● DIRECTIONS FOR THIS TASK:
All that is needed is the line containing "Tag every instance of the earlobe" together with each line after it, transcribed exactly to the end of the records.

*** Opening AVAILABLE DATA ***

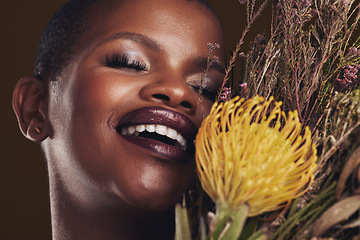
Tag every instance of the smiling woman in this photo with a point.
(117, 111)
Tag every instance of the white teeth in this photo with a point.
(131, 130)
(172, 133)
(150, 128)
(159, 129)
(140, 128)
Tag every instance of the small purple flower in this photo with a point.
(226, 94)
(213, 46)
(243, 86)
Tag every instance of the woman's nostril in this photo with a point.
(161, 97)
(185, 104)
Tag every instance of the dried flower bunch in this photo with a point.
(310, 62)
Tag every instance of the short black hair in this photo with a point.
(63, 34)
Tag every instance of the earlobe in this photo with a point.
(30, 106)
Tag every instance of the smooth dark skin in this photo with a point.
(101, 186)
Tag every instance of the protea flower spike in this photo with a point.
(250, 152)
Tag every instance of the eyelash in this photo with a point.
(123, 61)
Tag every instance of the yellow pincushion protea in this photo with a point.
(247, 154)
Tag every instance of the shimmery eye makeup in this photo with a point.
(124, 61)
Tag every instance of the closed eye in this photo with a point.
(123, 61)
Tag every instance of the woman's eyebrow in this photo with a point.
(203, 62)
(136, 37)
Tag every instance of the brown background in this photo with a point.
(24, 200)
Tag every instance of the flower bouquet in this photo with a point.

*** Closing AVAILABLE DATA ***

● EXPECTED OUTPUT:
Tag every instance of the earlobe in this photo with a point.
(30, 106)
Tag every instance of the smooth dark skin in this photo with a point.
(101, 186)
Tag every instance of the protea flower spike in this photo with a point.
(250, 152)
Tag every instance of the eyelash in this photo with a point.
(123, 61)
Tag every instance of the yellow pincushion protea in this photo with a point.
(247, 154)
Tag every instance of the shimmery eye makeup in this photo with a point.
(124, 61)
Tag every instance of the closed eye in this photo with a point.
(123, 61)
Tag every instance of the woman's eyebrow in this photo with a point.
(203, 62)
(136, 37)
Tag every instance of the brown background in this photo with a point.
(24, 200)
Tag every instance of the flower bouquet in this photo with a point.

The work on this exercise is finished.